Given exercise
Scale the lines starting with the line containing "Teacher note: indicate the photographic" and going on through the last line, and give only those lines again. Copy every request line unchanged, and multiply each coordinate in the answers by 2.4, rounding to whole numbers with halves rounded up.

Input
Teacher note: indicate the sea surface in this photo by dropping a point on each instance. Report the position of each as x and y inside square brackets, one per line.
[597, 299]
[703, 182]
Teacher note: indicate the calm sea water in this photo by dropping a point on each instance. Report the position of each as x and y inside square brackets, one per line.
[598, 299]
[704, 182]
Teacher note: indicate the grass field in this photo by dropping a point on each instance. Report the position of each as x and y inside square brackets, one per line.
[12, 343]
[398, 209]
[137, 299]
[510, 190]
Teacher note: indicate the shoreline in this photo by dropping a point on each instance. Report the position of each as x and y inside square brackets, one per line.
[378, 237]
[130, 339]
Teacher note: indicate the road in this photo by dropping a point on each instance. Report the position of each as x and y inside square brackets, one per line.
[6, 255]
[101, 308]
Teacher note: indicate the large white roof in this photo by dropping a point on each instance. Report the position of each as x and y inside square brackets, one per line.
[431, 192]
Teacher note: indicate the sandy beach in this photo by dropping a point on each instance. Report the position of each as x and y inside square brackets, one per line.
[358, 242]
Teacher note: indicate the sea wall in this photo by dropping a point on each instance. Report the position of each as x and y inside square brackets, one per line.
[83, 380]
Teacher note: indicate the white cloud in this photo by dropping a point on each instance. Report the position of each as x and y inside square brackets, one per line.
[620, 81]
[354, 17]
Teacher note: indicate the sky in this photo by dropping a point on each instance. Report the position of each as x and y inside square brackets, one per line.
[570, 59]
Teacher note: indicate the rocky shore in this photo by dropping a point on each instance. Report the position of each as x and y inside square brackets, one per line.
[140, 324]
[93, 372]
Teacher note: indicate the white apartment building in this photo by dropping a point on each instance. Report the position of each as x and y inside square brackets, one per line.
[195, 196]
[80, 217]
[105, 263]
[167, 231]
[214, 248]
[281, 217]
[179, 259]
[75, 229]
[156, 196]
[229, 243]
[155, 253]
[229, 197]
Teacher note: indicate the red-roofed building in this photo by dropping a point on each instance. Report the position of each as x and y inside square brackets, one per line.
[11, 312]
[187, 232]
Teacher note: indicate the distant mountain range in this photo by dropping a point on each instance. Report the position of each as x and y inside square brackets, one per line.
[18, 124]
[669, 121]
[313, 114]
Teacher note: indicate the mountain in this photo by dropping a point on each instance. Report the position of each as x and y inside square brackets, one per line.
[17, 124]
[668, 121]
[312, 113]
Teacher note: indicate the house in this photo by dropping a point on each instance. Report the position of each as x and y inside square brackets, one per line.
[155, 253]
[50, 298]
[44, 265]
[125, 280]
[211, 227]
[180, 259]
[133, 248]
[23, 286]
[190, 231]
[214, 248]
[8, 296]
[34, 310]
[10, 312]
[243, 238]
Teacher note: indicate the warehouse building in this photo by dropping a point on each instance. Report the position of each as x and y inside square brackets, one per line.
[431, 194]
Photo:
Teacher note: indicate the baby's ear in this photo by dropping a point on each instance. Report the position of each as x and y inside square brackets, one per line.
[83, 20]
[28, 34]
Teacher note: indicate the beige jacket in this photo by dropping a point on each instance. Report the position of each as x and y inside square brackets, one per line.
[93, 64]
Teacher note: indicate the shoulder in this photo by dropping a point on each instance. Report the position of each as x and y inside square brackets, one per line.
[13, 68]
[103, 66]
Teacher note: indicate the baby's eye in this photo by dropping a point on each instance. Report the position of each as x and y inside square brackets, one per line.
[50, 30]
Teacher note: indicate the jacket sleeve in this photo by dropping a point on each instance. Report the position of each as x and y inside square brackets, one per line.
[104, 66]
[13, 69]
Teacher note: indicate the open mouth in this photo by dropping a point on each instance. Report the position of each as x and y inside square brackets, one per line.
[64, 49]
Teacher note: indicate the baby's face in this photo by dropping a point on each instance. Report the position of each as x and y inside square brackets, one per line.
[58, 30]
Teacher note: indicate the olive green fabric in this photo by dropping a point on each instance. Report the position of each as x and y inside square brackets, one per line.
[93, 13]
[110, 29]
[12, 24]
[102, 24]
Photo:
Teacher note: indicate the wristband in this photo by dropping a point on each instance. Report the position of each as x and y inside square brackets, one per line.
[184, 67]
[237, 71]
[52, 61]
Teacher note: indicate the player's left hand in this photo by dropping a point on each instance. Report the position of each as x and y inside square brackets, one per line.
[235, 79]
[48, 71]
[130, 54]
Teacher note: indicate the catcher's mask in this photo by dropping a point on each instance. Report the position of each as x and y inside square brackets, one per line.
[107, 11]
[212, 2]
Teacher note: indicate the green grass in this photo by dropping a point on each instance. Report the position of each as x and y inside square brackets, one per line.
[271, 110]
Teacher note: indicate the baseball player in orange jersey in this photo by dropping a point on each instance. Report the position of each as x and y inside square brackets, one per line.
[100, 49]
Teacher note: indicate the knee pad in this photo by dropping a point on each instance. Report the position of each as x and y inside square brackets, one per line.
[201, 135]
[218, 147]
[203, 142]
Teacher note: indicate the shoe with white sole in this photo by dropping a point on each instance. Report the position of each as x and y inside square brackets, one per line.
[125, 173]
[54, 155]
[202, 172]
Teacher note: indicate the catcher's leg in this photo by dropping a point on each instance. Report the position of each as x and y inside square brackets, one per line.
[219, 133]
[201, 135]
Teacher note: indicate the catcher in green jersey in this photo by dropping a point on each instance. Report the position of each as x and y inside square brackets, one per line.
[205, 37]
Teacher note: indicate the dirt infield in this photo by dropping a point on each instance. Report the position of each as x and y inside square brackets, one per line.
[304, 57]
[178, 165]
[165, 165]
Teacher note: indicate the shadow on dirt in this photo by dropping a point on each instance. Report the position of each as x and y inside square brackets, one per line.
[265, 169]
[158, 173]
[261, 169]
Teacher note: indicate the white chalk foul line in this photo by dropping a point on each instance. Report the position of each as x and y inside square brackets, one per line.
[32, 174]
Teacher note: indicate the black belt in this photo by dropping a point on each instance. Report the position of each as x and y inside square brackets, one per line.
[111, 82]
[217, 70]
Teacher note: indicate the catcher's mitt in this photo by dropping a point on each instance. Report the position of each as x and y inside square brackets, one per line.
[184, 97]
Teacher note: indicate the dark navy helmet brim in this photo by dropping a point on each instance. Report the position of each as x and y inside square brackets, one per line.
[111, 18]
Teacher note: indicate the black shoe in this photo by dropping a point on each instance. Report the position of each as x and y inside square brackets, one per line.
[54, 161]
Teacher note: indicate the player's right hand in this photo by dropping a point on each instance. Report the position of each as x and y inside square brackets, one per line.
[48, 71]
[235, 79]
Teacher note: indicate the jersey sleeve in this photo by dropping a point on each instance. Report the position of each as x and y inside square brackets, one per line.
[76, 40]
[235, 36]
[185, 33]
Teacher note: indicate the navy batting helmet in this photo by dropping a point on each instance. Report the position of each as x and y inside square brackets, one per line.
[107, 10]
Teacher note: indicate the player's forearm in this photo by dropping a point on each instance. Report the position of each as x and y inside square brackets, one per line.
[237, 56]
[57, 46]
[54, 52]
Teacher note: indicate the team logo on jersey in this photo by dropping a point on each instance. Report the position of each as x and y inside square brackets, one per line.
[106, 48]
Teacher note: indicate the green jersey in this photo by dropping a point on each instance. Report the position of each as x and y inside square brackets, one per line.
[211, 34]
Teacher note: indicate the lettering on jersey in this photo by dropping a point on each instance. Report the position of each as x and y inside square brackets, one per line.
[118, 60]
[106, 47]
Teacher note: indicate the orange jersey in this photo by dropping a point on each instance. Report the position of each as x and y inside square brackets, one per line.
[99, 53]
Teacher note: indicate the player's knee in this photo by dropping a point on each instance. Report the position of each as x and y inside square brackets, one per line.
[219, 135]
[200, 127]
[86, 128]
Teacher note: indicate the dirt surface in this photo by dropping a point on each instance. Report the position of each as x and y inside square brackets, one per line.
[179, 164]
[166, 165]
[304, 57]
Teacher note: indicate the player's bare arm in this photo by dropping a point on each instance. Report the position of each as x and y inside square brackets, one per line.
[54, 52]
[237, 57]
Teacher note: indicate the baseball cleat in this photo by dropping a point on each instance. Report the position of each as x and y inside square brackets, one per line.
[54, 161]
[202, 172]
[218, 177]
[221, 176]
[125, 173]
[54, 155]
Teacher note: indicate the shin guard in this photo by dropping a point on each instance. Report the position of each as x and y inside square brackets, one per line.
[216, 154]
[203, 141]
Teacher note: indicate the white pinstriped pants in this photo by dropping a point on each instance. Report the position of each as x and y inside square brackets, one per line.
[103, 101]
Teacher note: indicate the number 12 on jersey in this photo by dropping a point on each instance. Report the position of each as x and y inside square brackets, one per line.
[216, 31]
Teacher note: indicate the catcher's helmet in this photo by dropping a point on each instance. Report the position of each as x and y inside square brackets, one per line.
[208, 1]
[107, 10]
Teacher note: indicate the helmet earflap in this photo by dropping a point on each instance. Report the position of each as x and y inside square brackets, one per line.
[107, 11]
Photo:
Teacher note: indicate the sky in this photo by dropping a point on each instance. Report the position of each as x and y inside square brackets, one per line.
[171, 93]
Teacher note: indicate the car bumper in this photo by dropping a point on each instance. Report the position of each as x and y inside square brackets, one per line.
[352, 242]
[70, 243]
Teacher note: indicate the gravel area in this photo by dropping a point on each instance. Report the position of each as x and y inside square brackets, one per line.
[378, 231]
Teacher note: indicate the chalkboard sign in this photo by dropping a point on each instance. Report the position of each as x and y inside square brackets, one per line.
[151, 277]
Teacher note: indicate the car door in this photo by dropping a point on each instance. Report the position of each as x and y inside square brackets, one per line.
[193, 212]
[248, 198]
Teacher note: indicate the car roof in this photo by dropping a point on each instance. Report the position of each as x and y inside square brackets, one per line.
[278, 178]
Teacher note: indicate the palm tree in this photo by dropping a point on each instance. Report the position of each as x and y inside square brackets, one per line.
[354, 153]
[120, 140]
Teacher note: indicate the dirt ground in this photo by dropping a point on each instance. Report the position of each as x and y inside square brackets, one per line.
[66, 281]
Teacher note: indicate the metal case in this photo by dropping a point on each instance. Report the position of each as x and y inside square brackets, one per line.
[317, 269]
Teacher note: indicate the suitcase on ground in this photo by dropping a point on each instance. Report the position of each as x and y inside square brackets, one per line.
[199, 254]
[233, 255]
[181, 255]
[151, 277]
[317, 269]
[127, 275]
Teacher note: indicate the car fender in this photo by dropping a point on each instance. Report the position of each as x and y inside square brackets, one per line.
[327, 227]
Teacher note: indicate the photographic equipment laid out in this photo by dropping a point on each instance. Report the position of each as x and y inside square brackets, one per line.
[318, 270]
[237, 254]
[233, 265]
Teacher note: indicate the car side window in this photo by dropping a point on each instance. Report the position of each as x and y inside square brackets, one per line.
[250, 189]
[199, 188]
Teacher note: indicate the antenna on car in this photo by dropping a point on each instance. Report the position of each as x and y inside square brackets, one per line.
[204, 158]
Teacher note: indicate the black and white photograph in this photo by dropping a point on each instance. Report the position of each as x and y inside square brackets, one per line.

Task answer
Teacher note: indicate the photographic equipment laid out in this photo by dropping a point on each instance. Report the position of each as x and y inside square brackets, one per line.
[763, 648]
[569, 610]
[559, 636]
Teacher note: indicate the car side window in this photo by dropping a point on each instance. Report the position of each as x and y inside square brackets, one per line.
[600, 454]
[478, 451]
Teacher note: indicate the antenna on car in this photo by dropping a point on each instance. Report the position of each as x and y inside square brackets, one per line.
[490, 379]
Teacher note: indicate the black and white photograph in this photo by dropping a point on each instance. Report the position of each as x and y inside square brackets, one per line.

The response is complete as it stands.